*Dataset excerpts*
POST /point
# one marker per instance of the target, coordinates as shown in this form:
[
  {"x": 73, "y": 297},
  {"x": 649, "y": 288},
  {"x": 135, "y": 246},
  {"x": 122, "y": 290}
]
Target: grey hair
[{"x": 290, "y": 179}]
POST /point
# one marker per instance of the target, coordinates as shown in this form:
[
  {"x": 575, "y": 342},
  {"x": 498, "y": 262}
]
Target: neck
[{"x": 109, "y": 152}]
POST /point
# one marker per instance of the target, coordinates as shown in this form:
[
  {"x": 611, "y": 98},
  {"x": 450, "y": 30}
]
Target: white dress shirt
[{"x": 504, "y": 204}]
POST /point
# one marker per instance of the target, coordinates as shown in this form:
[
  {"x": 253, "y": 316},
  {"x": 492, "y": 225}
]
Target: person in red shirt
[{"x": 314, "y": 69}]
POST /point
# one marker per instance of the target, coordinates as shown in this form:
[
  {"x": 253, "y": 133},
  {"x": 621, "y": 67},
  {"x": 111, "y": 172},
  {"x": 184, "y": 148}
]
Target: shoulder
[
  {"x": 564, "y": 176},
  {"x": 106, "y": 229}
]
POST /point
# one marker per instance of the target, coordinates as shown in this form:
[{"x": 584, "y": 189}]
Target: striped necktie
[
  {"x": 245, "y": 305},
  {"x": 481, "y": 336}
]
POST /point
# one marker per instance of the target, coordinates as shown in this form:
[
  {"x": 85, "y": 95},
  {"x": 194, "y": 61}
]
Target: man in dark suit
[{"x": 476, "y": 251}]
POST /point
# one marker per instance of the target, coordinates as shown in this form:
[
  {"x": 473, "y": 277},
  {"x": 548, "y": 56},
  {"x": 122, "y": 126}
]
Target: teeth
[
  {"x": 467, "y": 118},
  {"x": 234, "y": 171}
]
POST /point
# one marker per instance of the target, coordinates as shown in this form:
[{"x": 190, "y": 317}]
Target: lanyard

*WHAT IS BEING ASKED*
All of the records above need to be copied exactly.

*RESPONSE TO THIS TASK*
POST /point
# one marker per instance of the target, coordinates as shown in this form:
[
  {"x": 73, "y": 297},
  {"x": 649, "y": 288},
  {"x": 135, "y": 246},
  {"x": 122, "y": 290}
]
Target: grey hair
[{"x": 290, "y": 179}]
POST /point
# one marker per instance of the target, coordinates as shown in this form:
[
  {"x": 575, "y": 342},
  {"x": 498, "y": 262}
]
Target: neck
[{"x": 109, "y": 152}]
POST /point
# one marker per instance of the target, coordinates as shown in this form:
[
  {"x": 611, "y": 98},
  {"x": 450, "y": 30}
]
Target: white dress shirt
[{"x": 504, "y": 204}]
POST /point
# one marker per instance of the target, coordinates as shown in this form:
[
  {"x": 253, "y": 316},
  {"x": 492, "y": 225}
]
Target: person in red shirt
[{"x": 314, "y": 69}]
POST /point
# one marker per instance of the target, coordinates as shown in this form:
[
  {"x": 253, "y": 133},
  {"x": 621, "y": 67},
  {"x": 111, "y": 172},
  {"x": 184, "y": 148}
]
Target: shoulder
[
  {"x": 564, "y": 176},
  {"x": 106, "y": 229}
]
POST /point
# one marker per instance of the target, coordinates as shown in this form:
[{"x": 584, "y": 189}]
Target: striped necktie
[
  {"x": 245, "y": 305},
  {"x": 481, "y": 336}
]
POST /point
# one marker per instance of the target, coordinates as shown in this form:
[
  {"x": 85, "y": 95},
  {"x": 194, "y": 61}
]
Target: man in dark suit
[{"x": 476, "y": 251}]
POST /point
# one marker per instance of the target, coordinates as shown in this form:
[
  {"x": 473, "y": 277},
  {"x": 548, "y": 56},
  {"x": 122, "y": 126}
]
Target: teeth
[
  {"x": 467, "y": 118},
  {"x": 234, "y": 171}
]
POST /point
# one marker per instance of the target, coordinates as shown in this form:
[{"x": 190, "y": 317}]
Target: lanyard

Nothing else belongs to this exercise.